-- Task instructions --
Identify each line below that contains the word "coordinate", and copy it out.
====== Task input ======
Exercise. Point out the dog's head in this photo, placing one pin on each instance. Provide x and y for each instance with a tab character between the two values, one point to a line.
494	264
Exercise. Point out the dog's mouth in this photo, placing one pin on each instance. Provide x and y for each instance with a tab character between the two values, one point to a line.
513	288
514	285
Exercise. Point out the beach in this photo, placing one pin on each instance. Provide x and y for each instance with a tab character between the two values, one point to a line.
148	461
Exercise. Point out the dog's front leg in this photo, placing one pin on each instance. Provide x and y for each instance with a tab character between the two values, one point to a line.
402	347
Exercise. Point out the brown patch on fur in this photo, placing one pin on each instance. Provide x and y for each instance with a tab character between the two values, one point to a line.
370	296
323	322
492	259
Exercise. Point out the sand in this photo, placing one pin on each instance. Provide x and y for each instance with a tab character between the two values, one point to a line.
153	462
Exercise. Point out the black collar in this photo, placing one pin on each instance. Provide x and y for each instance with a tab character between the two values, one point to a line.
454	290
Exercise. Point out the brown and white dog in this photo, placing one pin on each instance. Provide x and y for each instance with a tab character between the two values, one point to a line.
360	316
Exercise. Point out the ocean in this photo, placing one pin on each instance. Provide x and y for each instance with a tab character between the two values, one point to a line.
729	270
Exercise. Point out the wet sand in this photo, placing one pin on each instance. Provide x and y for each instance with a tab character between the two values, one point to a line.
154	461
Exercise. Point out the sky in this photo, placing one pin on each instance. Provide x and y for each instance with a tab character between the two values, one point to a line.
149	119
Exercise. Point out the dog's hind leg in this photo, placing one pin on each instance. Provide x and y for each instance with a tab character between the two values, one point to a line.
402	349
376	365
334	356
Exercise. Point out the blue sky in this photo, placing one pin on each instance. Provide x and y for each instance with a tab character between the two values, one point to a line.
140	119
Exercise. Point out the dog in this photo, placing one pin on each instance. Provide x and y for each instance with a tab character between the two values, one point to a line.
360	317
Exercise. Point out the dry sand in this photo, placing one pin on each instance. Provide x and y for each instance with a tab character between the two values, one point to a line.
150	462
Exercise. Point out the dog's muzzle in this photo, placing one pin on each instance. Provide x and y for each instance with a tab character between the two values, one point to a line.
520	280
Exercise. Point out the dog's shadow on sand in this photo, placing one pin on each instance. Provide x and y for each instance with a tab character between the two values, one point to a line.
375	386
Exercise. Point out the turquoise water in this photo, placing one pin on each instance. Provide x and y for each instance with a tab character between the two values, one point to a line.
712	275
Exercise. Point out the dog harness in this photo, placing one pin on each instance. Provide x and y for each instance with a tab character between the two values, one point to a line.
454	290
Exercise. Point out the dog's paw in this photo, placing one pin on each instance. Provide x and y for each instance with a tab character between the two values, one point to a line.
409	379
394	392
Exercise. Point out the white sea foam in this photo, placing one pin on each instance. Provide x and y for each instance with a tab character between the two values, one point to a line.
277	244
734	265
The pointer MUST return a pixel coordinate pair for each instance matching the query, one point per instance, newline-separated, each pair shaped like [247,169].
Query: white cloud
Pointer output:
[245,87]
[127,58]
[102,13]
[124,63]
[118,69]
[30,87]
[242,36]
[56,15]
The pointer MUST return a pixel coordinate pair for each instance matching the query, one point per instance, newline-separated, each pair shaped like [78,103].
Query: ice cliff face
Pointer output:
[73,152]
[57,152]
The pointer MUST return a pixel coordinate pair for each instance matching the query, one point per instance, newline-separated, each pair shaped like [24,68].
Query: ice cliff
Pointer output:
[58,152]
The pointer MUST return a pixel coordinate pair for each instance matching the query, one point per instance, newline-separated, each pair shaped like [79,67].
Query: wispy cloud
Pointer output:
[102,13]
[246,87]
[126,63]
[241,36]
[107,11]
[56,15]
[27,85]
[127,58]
======
-- Answer box --
The pointer MUST return a pixel coordinate pair for each instance matching the query, one point per instance, newline-separated, each pair shaped like [247,169].
The pointer MUST return a pixel coordinate pair for each instance matching the query, one point per instance, newline-separated, each pair shaped like [78,103].
The pointer MUST return a pixel coordinate pair for each instance matching the query, one point per instance, newline-separated, each pair shaped like [24,68].
The pointer MUST return a pixel coordinate pair for each instance matching the query, one point per instance, newline-separated, each pair shaped like [79,67].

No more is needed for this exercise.